Records from a point annotation dataset
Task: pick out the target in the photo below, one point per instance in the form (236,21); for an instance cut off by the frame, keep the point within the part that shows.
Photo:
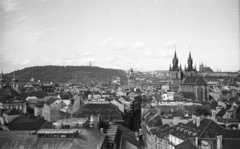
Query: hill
(61,74)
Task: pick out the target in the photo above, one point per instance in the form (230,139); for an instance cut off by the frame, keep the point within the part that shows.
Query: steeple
(14,77)
(190,62)
(2,77)
(175,62)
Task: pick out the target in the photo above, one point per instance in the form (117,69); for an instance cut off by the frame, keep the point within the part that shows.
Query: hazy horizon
(120,34)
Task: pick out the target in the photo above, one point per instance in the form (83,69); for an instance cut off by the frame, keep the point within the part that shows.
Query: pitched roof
(213,104)
(51,101)
(223,111)
(98,108)
(187,144)
(12,112)
(128,135)
(86,139)
(26,123)
(196,80)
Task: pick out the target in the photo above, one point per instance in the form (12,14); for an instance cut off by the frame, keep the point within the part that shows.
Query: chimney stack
(219,142)
(198,121)
(91,123)
(196,141)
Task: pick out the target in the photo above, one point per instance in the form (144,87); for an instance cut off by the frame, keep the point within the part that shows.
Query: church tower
(131,79)
(2,80)
(175,73)
(190,70)
(14,82)
(175,70)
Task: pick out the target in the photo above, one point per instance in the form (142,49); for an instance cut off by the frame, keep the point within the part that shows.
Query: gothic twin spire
(175,63)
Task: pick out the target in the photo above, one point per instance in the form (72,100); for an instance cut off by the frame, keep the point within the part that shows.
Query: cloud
(22,18)
(25,62)
(170,45)
(107,40)
(8,5)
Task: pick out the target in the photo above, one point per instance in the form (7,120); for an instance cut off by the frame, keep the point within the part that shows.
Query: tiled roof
(87,139)
(213,104)
(12,112)
(196,80)
(187,144)
(223,111)
(26,123)
(98,108)
(51,101)
(188,95)
(163,130)
(129,136)
(64,96)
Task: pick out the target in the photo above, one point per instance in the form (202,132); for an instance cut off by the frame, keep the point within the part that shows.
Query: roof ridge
(205,128)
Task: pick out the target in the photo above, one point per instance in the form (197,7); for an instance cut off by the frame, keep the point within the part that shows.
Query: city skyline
(119,34)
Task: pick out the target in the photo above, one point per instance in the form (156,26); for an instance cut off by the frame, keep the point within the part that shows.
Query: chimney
(219,142)
(198,121)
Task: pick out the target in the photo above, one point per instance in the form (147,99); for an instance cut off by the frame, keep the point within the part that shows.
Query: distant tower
(190,70)
(14,82)
(175,73)
(2,80)
(131,79)
(175,70)
(32,79)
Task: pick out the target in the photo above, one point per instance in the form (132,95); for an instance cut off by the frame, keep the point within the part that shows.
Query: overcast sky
(122,34)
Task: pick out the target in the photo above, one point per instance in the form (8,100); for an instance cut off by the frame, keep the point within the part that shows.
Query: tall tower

Given problem: Replace "pick out" with "locate" wherever it occurs in the items above, keeping everything else the same. Leave the pictures out of your answer.

Correct result:
Task: locate the target in the photo below, one point per instance in the form (236,21); for an instance cut off by the frame, keep the point within the part that shows.
Photo:
Query: hill
(61,74)
Task: locate the target in the photo above, one point per instance in the form (230,139); for an instance cut off by the frame, keep the point within the part that shows.
Query: steeple
(14,77)
(190,62)
(2,77)
(175,62)
Task: locate the target in the photo above, one point per instance in the form (117,69); for an instance cut off by the frame, keep the point within the part that shows.
Query: hazy horizon
(120,34)
Task: locate the target in the photo above, one point per instance in the form (83,69); for an instance cut off by the frame, keep the point within the part that shows.
Query: pitched roof
(213,104)
(51,101)
(223,111)
(98,108)
(187,144)
(12,112)
(128,135)
(86,139)
(26,123)
(196,80)
Task: locate the target in the photo above, one point per instance in the form (12,14); for an instance cut off by the frame, keep the point within the part that shows.
Query: chimney stack
(219,142)
(198,121)
(91,123)
(196,141)
Task: locate the target in the photo above, one point per instance in the form (144,87); for an instance cut off by the frame, keep the point within the part that shows.
Query: church tower
(131,79)
(2,80)
(175,73)
(190,70)
(14,82)
(175,70)
Task: locate the target in the photo above, one point per instance in the form (142,49); for an instance cut off by the frame, keep the point within the part that shows.
Query: gothic twin spire
(175,63)
Task: locate the target in the photo above, one point per instance in the form (72,100); for an instance cut off by the frame, keep the point within the part that shows.
Query: cloud
(22,18)
(25,62)
(170,45)
(107,40)
(8,5)
Task: locate the target in the photo above, one point per instance in the form (7,120); for an instance cut off by the frame, keep the point within the part that shows.
Query: tiled roof
(87,139)
(213,104)
(12,112)
(196,80)
(187,144)
(223,111)
(26,123)
(98,108)
(51,101)
(188,95)
(163,130)
(129,136)
(64,96)
Task: locate the target in the photo above, one point per instance in the form (202,132); for an instance cut off by the frame, keep the point within the part that shows.
Query: roof ridge
(205,128)
Task: locate the target in the photo above, one point per instance in the form (197,7); for an instance cut off by the frame, keep the point within the part that shows.
Query: city skyline
(119,34)
Task: locate the target in the photo above, one point per instance in the form (156,26); for an instance cut off by the frame, keep the point within the part that shows.
Query: chimney
(219,142)
(198,121)
Task: locate the target in the photo above, one point per instance in the form (147,99); for an instance cut off by the frame, keep the point within the part that shows.
Query: distant tower
(190,70)
(14,82)
(175,73)
(2,80)
(131,79)
(175,70)
(32,79)
Task: locate the target in the photo above, one point per instance in the form (132,95); for an instance cut off by the frame, keep the point within the part that shows.
Query: overcast sky
(122,34)
Task: locate the target in the photo above, one point per instance in the form (8,100); for an instance cut off by the frame, keep the point within the part that shows.
Query: tall tower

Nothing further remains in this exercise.